[Begin Provided data]

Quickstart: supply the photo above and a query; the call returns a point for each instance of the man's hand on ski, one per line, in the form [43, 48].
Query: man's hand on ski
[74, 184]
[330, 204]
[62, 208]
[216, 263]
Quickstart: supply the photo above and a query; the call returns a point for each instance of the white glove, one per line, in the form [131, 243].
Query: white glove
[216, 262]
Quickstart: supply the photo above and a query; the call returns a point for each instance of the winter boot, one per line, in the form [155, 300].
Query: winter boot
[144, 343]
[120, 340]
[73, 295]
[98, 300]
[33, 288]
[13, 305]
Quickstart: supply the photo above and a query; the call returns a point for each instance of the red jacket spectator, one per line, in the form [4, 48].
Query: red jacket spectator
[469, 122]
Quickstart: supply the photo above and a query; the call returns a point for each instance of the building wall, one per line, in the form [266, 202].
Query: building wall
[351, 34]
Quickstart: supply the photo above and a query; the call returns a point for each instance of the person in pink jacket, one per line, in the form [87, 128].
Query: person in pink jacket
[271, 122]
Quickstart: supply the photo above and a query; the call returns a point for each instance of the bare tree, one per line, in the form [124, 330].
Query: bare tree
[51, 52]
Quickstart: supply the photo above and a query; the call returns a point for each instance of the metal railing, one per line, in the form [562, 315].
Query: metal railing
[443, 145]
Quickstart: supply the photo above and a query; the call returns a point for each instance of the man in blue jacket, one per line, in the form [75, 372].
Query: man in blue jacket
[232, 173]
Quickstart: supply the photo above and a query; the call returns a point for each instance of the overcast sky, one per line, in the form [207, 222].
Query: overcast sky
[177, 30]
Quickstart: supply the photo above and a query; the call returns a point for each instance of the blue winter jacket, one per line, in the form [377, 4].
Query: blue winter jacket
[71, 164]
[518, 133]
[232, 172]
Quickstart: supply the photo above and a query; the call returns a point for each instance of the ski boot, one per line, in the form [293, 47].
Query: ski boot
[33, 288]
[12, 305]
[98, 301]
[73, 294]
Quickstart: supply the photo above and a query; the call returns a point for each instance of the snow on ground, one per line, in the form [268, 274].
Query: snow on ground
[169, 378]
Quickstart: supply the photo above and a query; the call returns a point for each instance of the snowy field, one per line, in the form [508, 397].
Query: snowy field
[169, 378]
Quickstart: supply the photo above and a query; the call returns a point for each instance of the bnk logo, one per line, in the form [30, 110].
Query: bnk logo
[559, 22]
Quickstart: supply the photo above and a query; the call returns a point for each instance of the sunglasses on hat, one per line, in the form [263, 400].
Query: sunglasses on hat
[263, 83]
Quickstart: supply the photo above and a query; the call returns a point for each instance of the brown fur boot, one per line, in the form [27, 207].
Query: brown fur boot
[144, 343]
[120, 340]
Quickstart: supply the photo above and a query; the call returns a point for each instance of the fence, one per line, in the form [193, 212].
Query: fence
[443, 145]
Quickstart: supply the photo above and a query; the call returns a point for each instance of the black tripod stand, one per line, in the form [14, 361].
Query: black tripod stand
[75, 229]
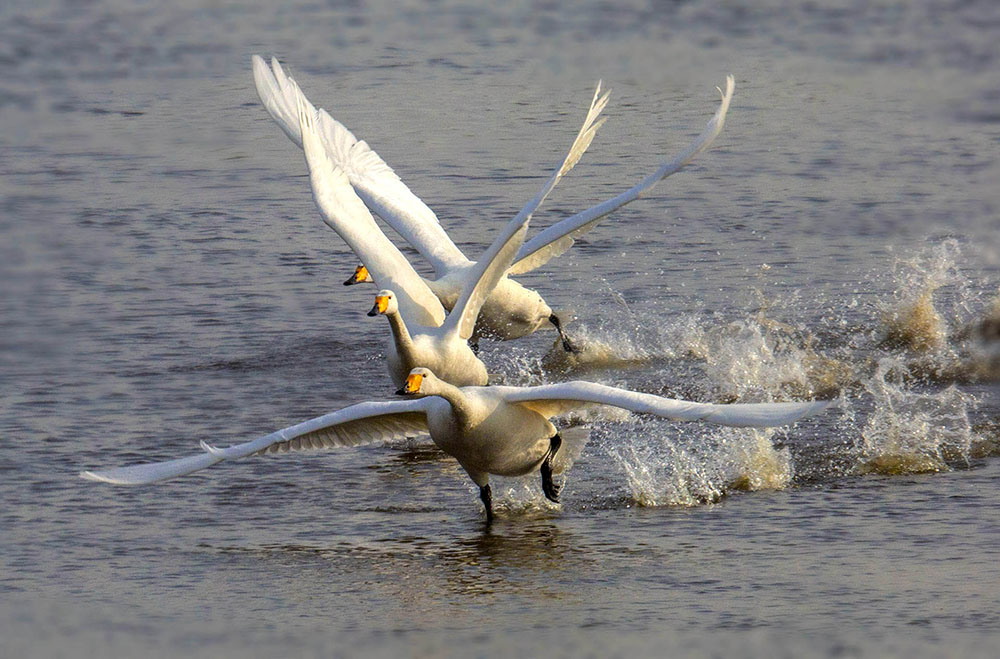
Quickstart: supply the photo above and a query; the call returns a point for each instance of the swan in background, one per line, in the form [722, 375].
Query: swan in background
[504, 431]
[422, 335]
[511, 310]
[518, 310]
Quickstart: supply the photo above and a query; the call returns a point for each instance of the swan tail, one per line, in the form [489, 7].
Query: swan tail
[574, 441]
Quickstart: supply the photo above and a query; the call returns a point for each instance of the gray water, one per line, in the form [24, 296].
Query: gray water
[166, 279]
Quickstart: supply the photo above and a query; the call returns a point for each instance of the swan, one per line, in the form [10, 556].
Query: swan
[498, 430]
[521, 311]
[422, 335]
[511, 310]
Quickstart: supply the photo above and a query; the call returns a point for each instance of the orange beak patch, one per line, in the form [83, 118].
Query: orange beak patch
[413, 381]
[360, 276]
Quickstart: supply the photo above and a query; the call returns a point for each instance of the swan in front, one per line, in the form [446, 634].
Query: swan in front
[496, 430]
[511, 310]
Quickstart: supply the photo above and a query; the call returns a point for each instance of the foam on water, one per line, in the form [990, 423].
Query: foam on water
[702, 469]
[909, 431]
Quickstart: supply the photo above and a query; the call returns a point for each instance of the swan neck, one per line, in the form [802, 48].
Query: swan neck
[400, 335]
[459, 402]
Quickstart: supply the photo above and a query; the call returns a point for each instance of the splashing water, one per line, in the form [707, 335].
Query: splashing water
[910, 432]
[911, 321]
[670, 473]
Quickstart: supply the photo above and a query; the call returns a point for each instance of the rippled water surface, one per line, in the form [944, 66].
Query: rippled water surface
[166, 279]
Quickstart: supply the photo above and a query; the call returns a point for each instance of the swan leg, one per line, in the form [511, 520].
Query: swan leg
[567, 344]
[486, 494]
[549, 486]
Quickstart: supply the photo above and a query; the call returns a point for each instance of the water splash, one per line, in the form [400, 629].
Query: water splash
[913, 432]
[910, 320]
[673, 473]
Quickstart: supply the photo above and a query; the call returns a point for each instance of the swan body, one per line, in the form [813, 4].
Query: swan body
[511, 310]
[498, 430]
[433, 347]
[422, 334]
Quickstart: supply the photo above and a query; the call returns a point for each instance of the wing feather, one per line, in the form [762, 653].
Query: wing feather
[346, 214]
[496, 260]
[555, 399]
[559, 237]
[363, 423]
[373, 180]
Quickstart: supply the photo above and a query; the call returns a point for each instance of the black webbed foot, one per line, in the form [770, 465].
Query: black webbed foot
[549, 486]
[567, 344]
[486, 494]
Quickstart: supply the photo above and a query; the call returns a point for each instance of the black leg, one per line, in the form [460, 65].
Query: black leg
[567, 344]
[486, 494]
[549, 487]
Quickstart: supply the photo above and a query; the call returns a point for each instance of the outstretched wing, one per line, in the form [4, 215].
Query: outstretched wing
[373, 180]
[559, 237]
[554, 399]
[363, 423]
[346, 214]
[494, 263]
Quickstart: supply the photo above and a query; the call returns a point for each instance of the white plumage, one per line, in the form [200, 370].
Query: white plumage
[510, 310]
[497, 430]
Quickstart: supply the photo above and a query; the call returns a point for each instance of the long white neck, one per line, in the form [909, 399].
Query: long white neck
[400, 335]
[460, 405]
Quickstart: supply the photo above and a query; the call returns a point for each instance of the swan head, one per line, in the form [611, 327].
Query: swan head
[360, 276]
[385, 303]
[420, 382]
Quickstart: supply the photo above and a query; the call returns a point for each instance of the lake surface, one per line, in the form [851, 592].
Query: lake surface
[166, 279]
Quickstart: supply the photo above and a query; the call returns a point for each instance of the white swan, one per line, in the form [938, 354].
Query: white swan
[503, 431]
[421, 333]
[511, 310]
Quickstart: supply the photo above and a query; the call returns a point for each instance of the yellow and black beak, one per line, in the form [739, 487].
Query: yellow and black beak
[411, 386]
[381, 304]
[360, 276]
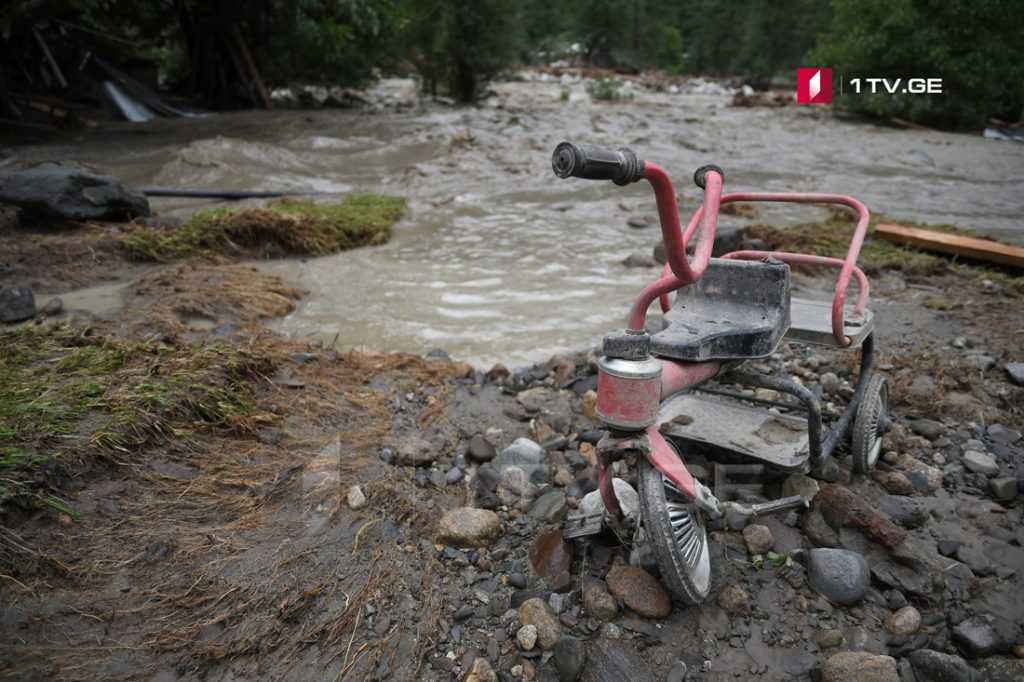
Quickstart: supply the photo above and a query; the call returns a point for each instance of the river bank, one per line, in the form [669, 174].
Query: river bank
[219, 478]
[501, 262]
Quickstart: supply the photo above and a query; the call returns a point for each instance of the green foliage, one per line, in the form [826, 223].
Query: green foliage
[458, 45]
[68, 399]
[287, 226]
[330, 41]
[977, 48]
[607, 89]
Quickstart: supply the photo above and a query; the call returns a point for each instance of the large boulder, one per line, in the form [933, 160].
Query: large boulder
[72, 192]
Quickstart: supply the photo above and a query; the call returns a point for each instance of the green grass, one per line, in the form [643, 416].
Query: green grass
[68, 400]
[832, 238]
[284, 227]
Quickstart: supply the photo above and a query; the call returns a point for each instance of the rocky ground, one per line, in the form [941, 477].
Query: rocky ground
[388, 516]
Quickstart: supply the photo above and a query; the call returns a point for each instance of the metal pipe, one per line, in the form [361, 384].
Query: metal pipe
[224, 194]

[End Provided data]

> Directive
Take the listing above and print it exactly, apart from the pictures.

> Answer to this exercise
Quickstart: supply the photo above and a query; the call returns a point for each instance of the man's hand on ski, one per line, in the form [43, 48].
Query: man's hand on ski
[74, 184]
[330, 204]
[62, 208]
[216, 263]
Quickstart: supply the photo above and a query; the call returns a point for each instance of the white glove, one per line, in the form [131, 243].
Query: white glove
[216, 262]
Quickstart: supply the photo above and a query; the call returns a point for each instance of the winter boot, one per line, in the form [155, 300].
Query: winter boot
[144, 343]
[120, 340]
[73, 295]
[98, 300]
[33, 288]
[13, 305]
Quickstart: supply the photo above and a query; the call returns a point for each instance of the red jacket spectator, one per line, in the form [4, 48].
Query: red jacket spectator
[469, 122]
Quickstart: supply the photo above and a query; the call returns a point for each instance of the building wall, one per line, in the form [266, 202].
Query: building wall
[351, 34]
Quickstart: supply the photo above and a query; the call returns a point for each instance of the person in pink jacket, one per line, in the form [87, 128].
Query: person in pink jacket
[271, 122]
Quickstart: supply the photo above and a query; the call returns a point for each instance of the bare tree, one per line, in the form [124, 330].
Query: bare tree
[51, 52]
Quickstart: supply the photo above and a query; the call returns a point for each instance of the metal railing, one per line, in the form [562, 315].
Query: metal railing
[443, 145]
Quickstart: supply the photo above and a query; the call returns a point for each instance of the man in blue jacket, one per line, in the form [75, 372].
Query: man in blue jacket
[232, 173]
Quickstart: supply the photo above and a query; the call returns a point for each instance of the overcast sky, one per line, in the form [207, 222].
Query: overcast sky
[177, 30]
Quickstart: supply the photo above and a query; the call returns a point for each instance of the blue winter jacket, one per line, in the form [377, 4].
Query: blue winter jacket
[71, 164]
[518, 133]
[232, 172]
Quickstart: supply the photo above and a query; the call returns a point for each instance of the ski boot, one per line, in the form [293, 47].
Query: ski boot
[33, 288]
[12, 305]
[98, 301]
[73, 294]
Quickstart: supply the photo above and a query; the call returns a point for each instance of the snow on ground, one per line, in the form [268, 274].
Query: snow on ground
[169, 378]
Quickstart: supply the photo above and a query; the call returns a point for each instance of the snowy field, one per line, in the form [508, 397].
Query: snowy field
[169, 378]
Quickstart: supply the photo above and a query; the call returns a point for each instance of the bnk logo, one per line, in the form [30, 110].
Query: bnk logo
[559, 22]
Quickstart: supply the photo above and a query; the call returns a point for each instance of the sunglasses on hat, one per line, in the form [263, 400].
Query: sunglasses on hat
[263, 83]
Quickstart: supply the photo above and a query; the call returns a point for each instance of the brown fur boot, one per line, in the form [27, 207].
Query: brown fur boot
[144, 343]
[120, 340]
Quickstart: supply the photo above and a query; the call returns a point for each instance of the fence, one per line, in the form [193, 212].
Query: fence
[443, 145]
Quickstart: supply the photo above and a query; the call returns a point for each instance of the black tripod stand, one per line, in the form [14, 361].
Query: black tripod stand
[75, 229]
Quickstart: supply the photo above and a query; the call returns a point for each instance of the swan in background, one per line, in the form [722, 375].
Query: swan in background
[504, 431]
[422, 335]
[511, 310]
[518, 310]
Quickstart: supply the photo above and a query; the call returns a point for each instance of the swan tail, one per line, in the form [489, 7].
Query: swan tail
[574, 441]
Quickstart: supply the photo above and a query; the call returns a point for each instance of the gray water, one per line, in the form [24, 296].
Query: gray water
[166, 279]
Quickstart: supply the photo above and a query; the call returns a point for each instance of the swan, one per line, in the form [10, 556].
Query: swan
[498, 430]
[521, 311]
[422, 335]
[511, 310]
Quickstart: supply the photo above and a query; the call returns a point for each instance of the orange beak patch, one per line, in the form [83, 118].
Query: orange beak patch
[413, 381]
[360, 276]
Quickstart: supply the photo above and a query; the call returns a point for each instance of the swan in front, one per line, in the form [446, 634].
Query: swan in front
[496, 430]
[511, 310]
Quickstart: supply the photo above and a query; the call returns a point for each instance of the foam on water, one per line, in the form [990, 423].
Query: foam on water
[702, 469]
[909, 431]
Quickstart: supply the photo above and a query; the call returns a point for each instance of the swan neck, one per line, in the form [802, 48].
Query: swan neck
[400, 335]
[459, 402]
Quickstart: supply the photo above and a query; the call returns a point for each instance of the splashing water, one per line, in the form [707, 335].
Query: splashing water
[910, 432]
[911, 321]
[670, 473]
Quickstart: supply the photo above and a query; the call returns a point for each instance of the rippled water surface, one per line, in the form [944, 66].
Query: rippled water surface
[166, 279]
Quickstart: supply the photo above and a query; the call returns a point for each instance of the swan leg, one per line, in the form [511, 520].
Query: swan leg
[567, 344]
[486, 494]
[549, 486]
Quickstart: supply the photo above and a query; the call returns a point for each instance of the water splash, one per line, in the form [400, 629].
Query: water splash
[913, 432]
[910, 320]
[673, 473]
Quickstart: supply the photo above and a query; the call returns a point for each instance of the swan body, one per line, in the form [813, 4].
Query: swan body
[511, 310]
[498, 430]
[433, 347]
[422, 334]
Quickstart: supply the photo above and a query; the call returns a point for each instance of the wing feather, one per line, in the form [762, 653].
Query: wing feather
[346, 214]
[496, 260]
[555, 399]
[559, 237]
[363, 423]
[373, 180]
Quickstart: supply the photo above and a query; the call returns a point for each instance of the black webbed foot, one per line, in the form [770, 465].
Query: black webbed foot
[549, 486]
[567, 344]
[486, 494]
Quickstart: supply the photo above and a query; the call returns a point for each instance of the black leg, one per line, in the form [460, 65].
Query: black leg
[567, 344]
[486, 494]
[549, 487]
Quickstart: supply the photo above and a query; the call returns a point for each instance of the outstretched wing, one per line, in the form [4, 215].
Query: outstretched wing
[373, 180]
[559, 237]
[554, 399]
[363, 423]
[346, 214]
[494, 263]
Quickstart: supply the photo above and a query; the call returns a point for each instance of the white plumage, one per line, in the form [200, 370].
Query: white plumage
[510, 310]
[497, 430]
Quickstart: supply the photo above and a query; the call returns a point for each instance of the long white neck, one per line, in the form [909, 399].
Query: long white neck
[400, 335]
[460, 405]
Quickstart: supply the photo above and a query; the call returns a point for each instance of the swan head, one per line, in the form [611, 327].
Query: swan head
[360, 276]
[385, 303]
[420, 382]
Quickstart: supply the photo above and a query; the call returns a point for each instance of the lake surface, one per line, in the form [851, 592].
Query: lake surface
[166, 279]
Quickstart: supply the photo above and a query; the call returns a point for each instance of the white swan, one per line, in the form [938, 354].
Query: white swan
[503, 431]
[421, 333]
[511, 310]
Quickstart: supply the photo above and a query; the call returns a point for each instance of the yellow and black beak, one per line, in the form [739, 487].
Query: yellow and black beak
[411, 386]
[381, 304]
[360, 276]
Quickstart: supply the photo above and a query; the call returns a point for each instance of the river bank, one per line, in the form [669, 174].
Query: river bank
[219, 478]
[501, 262]
Quickstart: supply the photo above and a query; the call returns a point for each instance of the green foliage, one per line, in the form [826, 223].
Query: green foliage
[458, 45]
[68, 399]
[287, 226]
[330, 41]
[977, 48]
[607, 89]
Quickstart: supply the photo above and a query; the call returns a point for each instance of the large boulder, one per line, in the form [933, 160].
Query: large boulder
[72, 192]
Quickstart: supply the photo above and a query; the call returns a point for each instance of the green grass, one per line, in the form [643, 416].
Query: green grass
[68, 400]
[832, 238]
[284, 227]
Quickstart: supply the photo above and a query; the call returns a point for each instance of the rocky ground, one per line, in the form [941, 477].
Query: rocky ground
[388, 516]
Quickstart: supply the photo above and a query; the call returns a point for each instance of the metal pipe, one per line, in the form [361, 384].
Query: metal pipe
[224, 194]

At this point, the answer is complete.